Page excerpt ▸

--------------------------------------------------

COLUMBIA, Mo. (KMIZ)
Public schools in Missouri have been struggling to hire enough substitute teachers since the beginning of the pandemic.
The state has implemented some new policies that may help, but Columbia Public Schools is still reporting that all of its substitute positions are not being filled.
The district has had empty substitute positions since school started, according to the CPS coronavirus dashboard. The week of Aug. 30, only 63.5% of open positions were filled by substitutes. The rest of those were covered by other teachers or aides as they worked on their daily duties.
Noelle Gilzow with Columbia Missouri National Education Association, a teachers' union, said covering when there are not enough substitutes takes away from a teacher's lunch or planning time. The union previously fought for teachers to have a break period for planning.
"When we don't have enough subs to cover, that takes teachers away from their bargain planning time and sometimes it infringes on their duty-free lunch -- and that is something we as a teacher union care about because we bargain for that," Gizlow said. "It takes a lot of what a teacher can accomplish during the day and forces it into their personal time to get those same things accomplished."
CPS spokeswoman Michelle Baumstark said anyone interested can apply to be a substitute through EduStaff.
"Substitutes are essential to the daily operations of our school buildings," Baumstark said. "Whether it's filling in for a classroom teacher or in a critical support staff role these individuals allow the district to ensure continuity of education and daily operations."

--------------------------------------------------

Dataset records:
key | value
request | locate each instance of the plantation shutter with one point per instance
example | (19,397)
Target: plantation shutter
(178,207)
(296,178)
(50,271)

--------------------------------------------------

To do ▸
a – In the news story on substitute teachers, what share of open positions were filled by substitutes the week of Aug. 30?
b – Please copy from the news story on substitute teachers the passage starting with "Noelle Gilzow with" and going on through "substitute through EduStaff.".

Exercise answers ▸
a – Only 63.5% of open positions were filled by substitutes.

b –
Noelle Gilzow with Columbia Missouri National Education Association, a teachers' union, said covering when there are not enough substitutes takes away from a teacher's lunch or planning time. The union previously fought for teachers to have a break period for planning.
"When we don't have enough subs to cover, that takes teachers away from their bargain planning time and sometimes it infringes on their duty-free lunch -- and that is something we as a teacher union care about because we bargain for that," Gizlow said. "It takes a lot of what a teacher can accomplish during the day and forces it into their personal time to get those same things accomplished."
CPS spokeswoman Michelle Baumstark said anyone interested can apply to be a substitute through EduStaff.